Assignment. In the listing below, find every line containing "black" and copy it out.

Given entries.
————
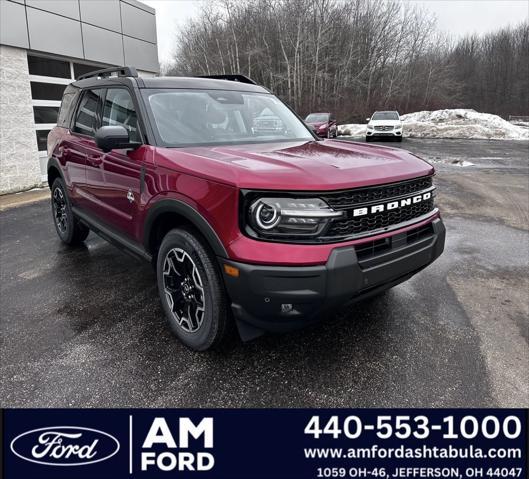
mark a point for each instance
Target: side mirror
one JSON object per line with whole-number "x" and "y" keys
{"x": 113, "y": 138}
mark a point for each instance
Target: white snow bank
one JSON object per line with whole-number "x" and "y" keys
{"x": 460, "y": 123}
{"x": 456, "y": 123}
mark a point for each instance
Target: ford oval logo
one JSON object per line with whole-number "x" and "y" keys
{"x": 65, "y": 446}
————
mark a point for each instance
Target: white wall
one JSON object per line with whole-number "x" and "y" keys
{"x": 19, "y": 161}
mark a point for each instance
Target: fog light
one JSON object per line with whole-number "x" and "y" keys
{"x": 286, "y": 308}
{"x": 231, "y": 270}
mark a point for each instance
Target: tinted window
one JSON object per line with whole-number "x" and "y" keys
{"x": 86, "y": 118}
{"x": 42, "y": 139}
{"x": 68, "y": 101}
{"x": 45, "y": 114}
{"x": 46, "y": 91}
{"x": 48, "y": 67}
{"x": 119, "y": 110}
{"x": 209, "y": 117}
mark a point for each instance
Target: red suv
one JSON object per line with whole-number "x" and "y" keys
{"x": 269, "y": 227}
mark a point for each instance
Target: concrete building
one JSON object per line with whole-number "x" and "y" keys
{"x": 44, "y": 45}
————
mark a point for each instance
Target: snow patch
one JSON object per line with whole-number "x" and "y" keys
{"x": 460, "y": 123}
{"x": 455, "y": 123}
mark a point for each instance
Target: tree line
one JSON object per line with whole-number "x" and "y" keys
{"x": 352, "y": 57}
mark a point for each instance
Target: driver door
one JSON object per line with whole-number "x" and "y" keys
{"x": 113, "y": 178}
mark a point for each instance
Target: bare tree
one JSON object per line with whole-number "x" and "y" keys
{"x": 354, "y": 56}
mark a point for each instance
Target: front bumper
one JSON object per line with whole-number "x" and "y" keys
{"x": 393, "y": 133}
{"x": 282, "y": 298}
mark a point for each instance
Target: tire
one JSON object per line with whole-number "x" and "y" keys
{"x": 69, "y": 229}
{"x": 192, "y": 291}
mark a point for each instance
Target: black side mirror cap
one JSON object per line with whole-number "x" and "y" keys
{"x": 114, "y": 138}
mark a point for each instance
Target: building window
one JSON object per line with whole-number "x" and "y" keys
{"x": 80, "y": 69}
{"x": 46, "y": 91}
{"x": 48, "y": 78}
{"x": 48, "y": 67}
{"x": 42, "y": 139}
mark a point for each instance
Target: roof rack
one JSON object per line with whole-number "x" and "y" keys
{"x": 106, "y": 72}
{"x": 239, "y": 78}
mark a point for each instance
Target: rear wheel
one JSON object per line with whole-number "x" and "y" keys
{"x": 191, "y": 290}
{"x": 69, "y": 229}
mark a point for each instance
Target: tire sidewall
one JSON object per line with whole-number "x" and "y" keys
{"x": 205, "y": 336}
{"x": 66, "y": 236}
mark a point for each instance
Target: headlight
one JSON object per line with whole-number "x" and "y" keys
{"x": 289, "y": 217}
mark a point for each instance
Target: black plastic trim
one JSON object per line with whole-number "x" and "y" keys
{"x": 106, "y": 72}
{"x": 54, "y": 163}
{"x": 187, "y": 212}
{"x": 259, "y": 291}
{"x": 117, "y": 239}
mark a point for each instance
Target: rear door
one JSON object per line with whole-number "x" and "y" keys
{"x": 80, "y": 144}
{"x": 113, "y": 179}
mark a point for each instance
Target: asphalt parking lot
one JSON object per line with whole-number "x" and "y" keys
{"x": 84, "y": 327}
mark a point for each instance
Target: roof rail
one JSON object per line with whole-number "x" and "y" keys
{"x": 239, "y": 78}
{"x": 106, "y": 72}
————
Response area.
Target: black side mirror cap
Target: black plastic trim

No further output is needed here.